** Your objective **
Each entry below is to be duplicated verbatim.

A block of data
━━━━
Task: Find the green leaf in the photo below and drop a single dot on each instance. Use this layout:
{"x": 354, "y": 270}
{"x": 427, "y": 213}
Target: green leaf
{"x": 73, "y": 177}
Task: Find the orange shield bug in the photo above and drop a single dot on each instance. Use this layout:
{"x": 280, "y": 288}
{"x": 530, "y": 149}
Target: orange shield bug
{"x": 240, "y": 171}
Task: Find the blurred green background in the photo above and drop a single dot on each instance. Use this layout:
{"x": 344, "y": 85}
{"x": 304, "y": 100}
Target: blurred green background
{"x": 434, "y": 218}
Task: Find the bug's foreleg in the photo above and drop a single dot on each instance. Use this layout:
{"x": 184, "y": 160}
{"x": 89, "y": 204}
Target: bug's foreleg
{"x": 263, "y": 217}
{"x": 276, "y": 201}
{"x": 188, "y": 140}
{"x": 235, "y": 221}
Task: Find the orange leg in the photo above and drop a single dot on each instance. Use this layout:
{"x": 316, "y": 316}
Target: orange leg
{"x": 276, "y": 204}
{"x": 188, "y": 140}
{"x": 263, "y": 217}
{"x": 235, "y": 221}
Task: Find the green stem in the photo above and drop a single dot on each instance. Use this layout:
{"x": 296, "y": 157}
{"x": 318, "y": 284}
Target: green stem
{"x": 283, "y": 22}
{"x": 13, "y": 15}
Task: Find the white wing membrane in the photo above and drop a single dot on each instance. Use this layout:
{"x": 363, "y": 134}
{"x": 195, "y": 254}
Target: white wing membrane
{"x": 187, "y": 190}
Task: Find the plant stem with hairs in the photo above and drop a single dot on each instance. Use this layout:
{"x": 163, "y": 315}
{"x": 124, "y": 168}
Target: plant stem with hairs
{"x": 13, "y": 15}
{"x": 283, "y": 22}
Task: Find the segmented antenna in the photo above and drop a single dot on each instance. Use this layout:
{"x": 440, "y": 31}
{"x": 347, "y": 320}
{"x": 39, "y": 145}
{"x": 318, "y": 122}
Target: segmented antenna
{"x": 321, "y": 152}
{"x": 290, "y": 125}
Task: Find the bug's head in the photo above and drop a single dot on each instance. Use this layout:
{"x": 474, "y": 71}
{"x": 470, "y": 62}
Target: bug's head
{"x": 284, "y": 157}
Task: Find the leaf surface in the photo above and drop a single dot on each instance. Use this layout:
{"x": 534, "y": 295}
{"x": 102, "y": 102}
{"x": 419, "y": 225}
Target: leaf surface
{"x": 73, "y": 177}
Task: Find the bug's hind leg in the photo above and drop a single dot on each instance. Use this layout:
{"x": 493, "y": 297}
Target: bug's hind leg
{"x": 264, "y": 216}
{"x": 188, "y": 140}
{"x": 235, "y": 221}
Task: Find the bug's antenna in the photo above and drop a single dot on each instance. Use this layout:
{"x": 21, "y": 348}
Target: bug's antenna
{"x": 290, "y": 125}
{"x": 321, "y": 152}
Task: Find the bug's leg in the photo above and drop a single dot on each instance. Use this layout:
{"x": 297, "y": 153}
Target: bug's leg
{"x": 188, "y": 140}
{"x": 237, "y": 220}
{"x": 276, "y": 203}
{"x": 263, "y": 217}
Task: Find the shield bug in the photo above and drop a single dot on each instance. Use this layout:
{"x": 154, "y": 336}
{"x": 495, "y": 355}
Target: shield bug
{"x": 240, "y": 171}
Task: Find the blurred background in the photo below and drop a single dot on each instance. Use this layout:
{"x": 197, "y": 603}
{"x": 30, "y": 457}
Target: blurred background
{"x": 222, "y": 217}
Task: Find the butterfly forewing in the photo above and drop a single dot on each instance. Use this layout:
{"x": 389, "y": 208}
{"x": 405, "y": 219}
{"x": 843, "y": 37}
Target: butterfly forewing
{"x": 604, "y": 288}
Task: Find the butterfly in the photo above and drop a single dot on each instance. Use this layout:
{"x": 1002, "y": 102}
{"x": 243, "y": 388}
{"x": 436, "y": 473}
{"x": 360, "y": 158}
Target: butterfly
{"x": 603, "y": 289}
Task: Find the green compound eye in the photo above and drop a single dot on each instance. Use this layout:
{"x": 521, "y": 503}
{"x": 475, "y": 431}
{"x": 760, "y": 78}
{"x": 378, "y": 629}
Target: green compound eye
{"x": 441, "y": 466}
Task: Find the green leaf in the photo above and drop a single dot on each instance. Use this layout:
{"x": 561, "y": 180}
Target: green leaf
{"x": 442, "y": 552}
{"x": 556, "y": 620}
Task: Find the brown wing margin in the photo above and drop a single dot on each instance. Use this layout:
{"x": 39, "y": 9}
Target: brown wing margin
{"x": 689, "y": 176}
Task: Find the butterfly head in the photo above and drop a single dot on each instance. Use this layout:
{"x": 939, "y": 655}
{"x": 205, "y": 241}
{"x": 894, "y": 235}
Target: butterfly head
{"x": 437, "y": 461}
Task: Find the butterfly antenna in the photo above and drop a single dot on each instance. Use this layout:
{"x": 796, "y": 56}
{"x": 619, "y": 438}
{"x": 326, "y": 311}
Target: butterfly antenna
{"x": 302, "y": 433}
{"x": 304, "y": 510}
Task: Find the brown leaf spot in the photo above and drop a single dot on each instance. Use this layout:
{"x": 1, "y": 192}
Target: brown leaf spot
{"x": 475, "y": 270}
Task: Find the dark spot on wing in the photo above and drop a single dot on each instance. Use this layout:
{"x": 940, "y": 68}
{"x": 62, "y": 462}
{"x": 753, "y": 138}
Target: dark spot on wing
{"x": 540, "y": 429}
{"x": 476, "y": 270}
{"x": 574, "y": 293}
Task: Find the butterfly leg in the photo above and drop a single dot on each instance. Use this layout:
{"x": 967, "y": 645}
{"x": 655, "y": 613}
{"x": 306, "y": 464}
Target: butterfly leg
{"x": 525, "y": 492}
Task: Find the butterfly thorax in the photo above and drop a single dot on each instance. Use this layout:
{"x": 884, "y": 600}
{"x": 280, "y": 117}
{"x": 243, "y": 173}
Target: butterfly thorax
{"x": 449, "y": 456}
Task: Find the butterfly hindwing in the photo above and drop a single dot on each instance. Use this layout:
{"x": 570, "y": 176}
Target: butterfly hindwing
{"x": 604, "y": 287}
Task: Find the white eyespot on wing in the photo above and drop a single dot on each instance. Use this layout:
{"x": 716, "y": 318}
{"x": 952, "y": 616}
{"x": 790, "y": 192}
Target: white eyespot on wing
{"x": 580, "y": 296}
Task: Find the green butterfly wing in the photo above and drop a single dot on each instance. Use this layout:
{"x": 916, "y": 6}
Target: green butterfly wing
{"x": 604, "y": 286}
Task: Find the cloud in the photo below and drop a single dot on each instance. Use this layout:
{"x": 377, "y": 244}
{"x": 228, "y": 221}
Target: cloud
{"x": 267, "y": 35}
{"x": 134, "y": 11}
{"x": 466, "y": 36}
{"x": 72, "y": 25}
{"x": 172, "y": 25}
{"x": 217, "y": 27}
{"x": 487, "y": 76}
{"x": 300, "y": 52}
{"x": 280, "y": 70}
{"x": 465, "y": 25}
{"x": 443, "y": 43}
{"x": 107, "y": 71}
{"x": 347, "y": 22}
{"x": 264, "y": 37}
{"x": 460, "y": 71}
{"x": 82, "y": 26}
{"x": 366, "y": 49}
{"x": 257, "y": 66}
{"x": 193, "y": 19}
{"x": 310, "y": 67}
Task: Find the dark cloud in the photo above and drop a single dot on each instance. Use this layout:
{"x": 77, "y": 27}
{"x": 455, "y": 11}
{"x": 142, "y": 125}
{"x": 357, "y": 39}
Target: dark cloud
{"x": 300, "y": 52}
━━━━
** Result **
Task: Find the green leaf in the photo below and drop a single dot on each instance. Use this layout:
{"x": 354, "y": 270}
{"x": 427, "y": 213}
Target: green leaf
{"x": 73, "y": 177}
Task: Find the orange shield bug in the photo above and drop a single dot on each instance. Use this layout:
{"x": 280, "y": 288}
{"x": 530, "y": 149}
Target: orange shield bug
{"x": 240, "y": 171}
Task: Find the blurred green background in the photo above and drop a single dot on each instance. Use this layout:
{"x": 344, "y": 85}
{"x": 304, "y": 100}
Target: blurred green background
{"x": 434, "y": 218}
Task: Find the bug's foreleg in the photo above and drop a single dot on each instance. Use this layout:
{"x": 184, "y": 160}
{"x": 89, "y": 204}
Target: bug's foreleg
{"x": 263, "y": 217}
{"x": 276, "y": 201}
{"x": 188, "y": 140}
{"x": 235, "y": 221}
Task: Find the orange leg in the photo above and drop a single dot on each instance. Use this layout:
{"x": 316, "y": 316}
Target: orange leg
{"x": 276, "y": 204}
{"x": 188, "y": 140}
{"x": 263, "y": 217}
{"x": 235, "y": 221}
Task: Find the green stem in the photo above and drop a single dot on each instance. Use this layout:
{"x": 296, "y": 157}
{"x": 318, "y": 284}
Target: green stem
{"x": 283, "y": 22}
{"x": 13, "y": 15}
Task: Find the white wing membrane in the photo above and drop a single dot on each instance. Use this layout:
{"x": 363, "y": 134}
{"x": 195, "y": 254}
Target: white wing membrane
{"x": 187, "y": 190}
Task: Find the plant stem with hairs in the photo above and drop a single dot on each instance. Use this layout:
{"x": 163, "y": 315}
{"x": 124, "y": 168}
Target: plant stem with hairs
{"x": 13, "y": 15}
{"x": 283, "y": 22}
Task: Find the segmented antenna in the photo above and drop a single dot on each instance. Use this layout:
{"x": 440, "y": 31}
{"x": 347, "y": 320}
{"x": 39, "y": 145}
{"x": 318, "y": 122}
Target: segmented antenna
{"x": 321, "y": 152}
{"x": 290, "y": 125}
Task: Find the bug's head in the photo above and drop a single dot on each instance. Use this layout:
{"x": 474, "y": 71}
{"x": 470, "y": 62}
Target: bug's head
{"x": 284, "y": 157}
Task: Find the leaf surface in the photo above and drop a single dot on each instance. Use this layout:
{"x": 534, "y": 295}
{"x": 102, "y": 102}
{"x": 419, "y": 225}
Target: leaf surface
{"x": 73, "y": 177}
Task: Find the bug's hind leg in the photo above and drop a single dot on each instance. Use this layout:
{"x": 493, "y": 297}
Target: bug's hind leg
{"x": 264, "y": 216}
{"x": 188, "y": 140}
{"x": 235, "y": 221}
Task: Find the bug's antenna in the photo above and drop a single dot on each instance. Use this layout:
{"x": 21, "y": 348}
Target: bug's antenna
{"x": 290, "y": 125}
{"x": 321, "y": 152}
Task: Find the bug's leg in the photo above and drop a single dot on each instance. Use this layout:
{"x": 297, "y": 153}
Target: bug's leg
{"x": 188, "y": 140}
{"x": 237, "y": 220}
{"x": 276, "y": 203}
{"x": 263, "y": 217}
Task: Find the shield bug in the photo above and drop a single dot on each instance. Use this layout:
{"x": 154, "y": 336}
{"x": 495, "y": 355}
Target: shield bug
{"x": 240, "y": 171}
Task: Find the blurred background in the photo below and drop a single dot on each instance. Use this layout:
{"x": 197, "y": 603}
{"x": 30, "y": 457}
Target: blurred background
{"x": 222, "y": 217}
Task: Find the butterfly forewing in the photo above and drop a single dot on each instance. Use this layout:
{"x": 389, "y": 208}
{"x": 405, "y": 219}
{"x": 843, "y": 37}
Target: butterfly forewing
{"x": 604, "y": 288}
Task: Find the butterfly in the photo above and drop a single dot on each instance. Use this layout:
{"x": 1002, "y": 102}
{"x": 243, "y": 388}
{"x": 436, "y": 473}
{"x": 360, "y": 158}
Target: butterfly
{"x": 603, "y": 289}
Task: Find the green compound eye in the photo above and drop a single dot on each instance. Use this layout:
{"x": 521, "y": 503}
{"x": 475, "y": 431}
{"x": 760, "y": 78}
{"x": 378, "y": 629}
Target: green compound eye
{"x": 441, "y": 466}
Task: Find the green leaf in the photo above and drop a single dot on each instance. Use this layout:
{"x": 561, "y": 180}
Target: green leaf
{"x": 442, "y": 552}
{"x": 556, "y": 620}
Task: Find the brown wing margin in the photo above and drop a single dot on each instance. Use this layout:
{"x": 39, "y": 9}
Target: brown wing margin
{"x": 689, "y": 176}
Task: Find the butterfly head in the photo above and drop a single dot on each instance. Use this layout:
{"x": 939, "y": 655}
{"x": 205, "y": 241}
{"x": 894, "y": 235}
Target: butterfly head
{"x": 437, "y": 461}
Task: Find the butterfly antenna in the photo above and drop a single dot on each instance. Use this layout:
{"x": 796, "y": 56}
{"x": 619, "y": 438}
{"x": 326, "y": 311}
Target: butterfly antenna
{"x": 302, "y": 433}
{"x": 304, "y": 510}
Task: Find the brown leaf spot in the photo above and drop a single dot on each instance. Use this layout:
{"x": 1, "y": 192}
Target: brown leaf spot
{"x": 475, "y": 270}
Task: Find the dark spot on wing in the photo above and drop a single dot on each instance. Use this layout:
{"x": 940, "y": 68}
{"x": 62, "y": 462}
{"x": 753, "y": 138}
Target: dark spot on wing
{"x": 540, "y": 429}
{"x": 476, "y": 270}
{"x": 574, "y": 293}
Task: Find the butterfly leg in the photo above and drop a single dot on each instance. Use this layout:
{"x": 967, "y": 645}
{"x": 655, "y": 613}
{"x": 306, "y": 464}
Target: butterfly leg
{"x": 525, "y": 492}
Task: Find the butterfly thorax in the photo above and drop a single dot on each instance. Use this layout:
{"x": 884, "y": 600}
{"x": 280, "y": 117}
{"x": 243, "y": 173}
Target: butterfly thorax
{"x": 449, "y": 456}
Task: Find the butterfly hindwing in the photo above and drop a single dot on each instance. Use this layout:
{"x": 570, "y": 176}
Target: butterfly hindwing
{"x": 604, "y": 287}
Task: Find the white eyespot on wing in the photo above and drop a single dot on each instance. Use this layout:
{"x": 716, "y": 318}
{"x": 952, "y": 616}
{"x": 790, "y": 192}
Target: white eyespot on wing
{"x": 580, "y": 296}
Task: Find the green butterfly wing in the photo above and drop a single dot on each instance. Use this layout:
{"x": 916, "y": 6}
Target: green butterfly wing
{"x": 604, "y": 286}
Task: Find the cloud in the photo below and drop a single dot on each instance. Use this layout:
{"x": 377, "y": 244}
{"x": 228, "y": 221}
Target: cloud
{"x": 267, "y": 35}
{"x": 134, "y": 11}
{"x": 466, "y": 36}
{"x": 72, "y": 25}
{"x": 172, "y": 25}
{"x": 217, "y": 27}
{"x": 487, "y": 76}
{"x": 300, "y": 52}
{"x": 280, "y": 70}
{"x": 465, "y": 25}
{"x": 443, "y": 43}
{"x": 107, "y": 71}
{"x": 347, "y": 22}
{"x": 264, "y": 37}
{"x": 460, "y": 71}
{"x": 82, "y": 26}
{"x": 366, "y": 49}
{"x": 257, "y": 66}
{"x": 193, "y": 19}
{"x": 310, "y": 67}
Task: Find the dark cloud in the photo above and drop a single dot on each instance. Use this layout:
{"x": 77, "y": 27}
{"x": 455, "y": 11}
{"x": 142, "y": 125}
{"x": 357, "y": 39}
Target: dark cloud
{"x": 300, "y": 52}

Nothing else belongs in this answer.